EXERCISE INSTRUCTIONS >>
Extract every line of text from all the records below, copying each one without change. Leave the pictures out.

════════════════════

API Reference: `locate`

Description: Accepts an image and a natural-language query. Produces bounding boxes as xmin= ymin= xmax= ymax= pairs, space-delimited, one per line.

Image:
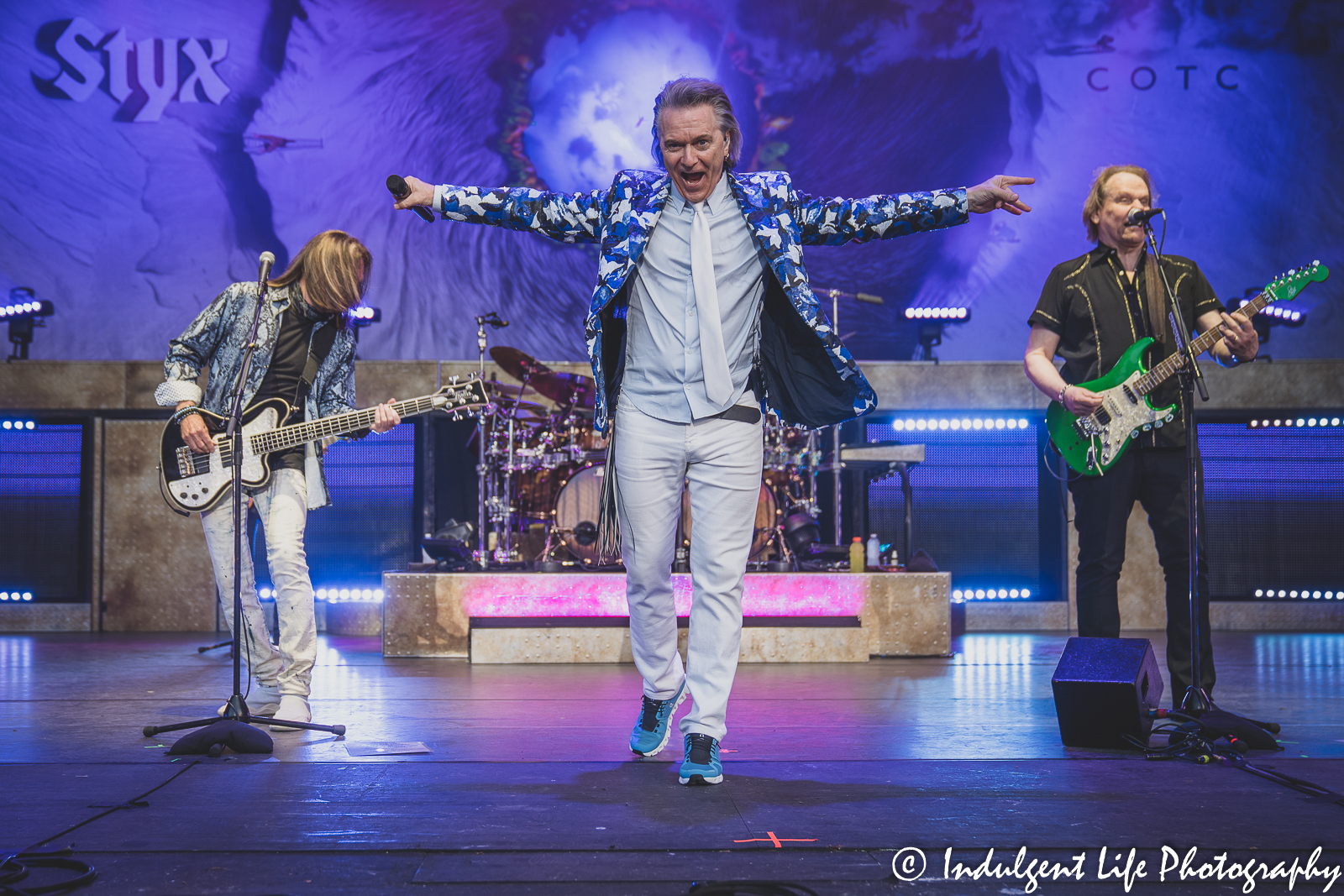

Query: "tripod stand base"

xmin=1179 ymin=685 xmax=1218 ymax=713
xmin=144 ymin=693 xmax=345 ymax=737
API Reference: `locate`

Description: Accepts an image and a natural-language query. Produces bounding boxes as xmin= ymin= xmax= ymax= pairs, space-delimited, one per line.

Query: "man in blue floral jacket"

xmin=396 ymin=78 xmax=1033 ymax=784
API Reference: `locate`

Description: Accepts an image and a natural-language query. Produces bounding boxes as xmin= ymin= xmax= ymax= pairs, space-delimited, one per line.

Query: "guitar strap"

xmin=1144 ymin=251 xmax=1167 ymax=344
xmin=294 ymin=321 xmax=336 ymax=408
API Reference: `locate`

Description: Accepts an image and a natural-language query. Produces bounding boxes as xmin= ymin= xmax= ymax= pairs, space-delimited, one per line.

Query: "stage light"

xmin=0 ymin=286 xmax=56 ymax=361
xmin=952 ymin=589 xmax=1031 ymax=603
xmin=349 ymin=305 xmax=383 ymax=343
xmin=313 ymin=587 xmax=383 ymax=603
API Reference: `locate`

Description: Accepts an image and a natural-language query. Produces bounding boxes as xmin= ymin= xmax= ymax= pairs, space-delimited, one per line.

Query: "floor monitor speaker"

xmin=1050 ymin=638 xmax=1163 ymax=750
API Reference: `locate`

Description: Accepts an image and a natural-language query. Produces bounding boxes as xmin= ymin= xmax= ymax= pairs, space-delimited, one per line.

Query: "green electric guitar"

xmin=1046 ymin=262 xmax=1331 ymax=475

════════════════════

ANSWER TO THIS EXERCISE >>
API Reference: `locate`

Description: Accepts an image and a natural-language query. Produces bounding boxes as xmin= ymin= xmax= ymax= pairs, space-delimited, one per line.

Image:

Query: "tripod stand base"

xmin=1179 ymin=685 xmax=1218 ymax=713
xmin=144 ymin=693 xmax=345 ymax=737
API Reference: `locate`

Description: Accepts an image and a natural-language query. Produces bounding boxes as xmin= ymin= xmax= ymax= pairs, space-delimited, one per line.

Query: "man in blue floral jacket"

xmin=396 ymin=78 xmax=1033 ymax=784
API Reference: `locate`

Description: Accepts an image and a natural-language query. Produces bounding boxes as xmin= ymin= xmax= ymax= pairs, space-delimited, one per line.

Query: "guitar strap"

xmin=1144 ymin=251 xmax=1167 ymax=344
xmin=294 ymin=321 xmax=336 ymax=408
API Reference: `locate`

Description: Accepts an image and a natural-language query. Produces bounding boxes as xmin= ymin= xmax= ymax= pairs, space-delimited, one per line.

Query: "stage light"

xmin=0 ymin=286 xmax=56 ymax=361
xmin=952 ymin=589 xmax=1031 ymax=603
xmin=349 ymin=305 xmax=383 ymax=343
xmin=313 ymin=587 xmax=383 ymax=603
API Reference: `locate`

Description: Accepts an image and a natural-language query. Produces bounding boxes as xmin= ymin= xmax= ymax= pairs, space-delimited, one per line.

Query: "floor monitor speaker"

xmin=1050 ymin=638 xmax=1163 ymax=750
API Reference: `locate`

Description: Accepts an image and a natural-language query. Produces bounding boxes as xmin= ymin= xmax= ymax= pairs, space-delimited, one per line.

Query: "green electric guitar"

xmin=1046 ymin=262 xmax=1331 ymax=475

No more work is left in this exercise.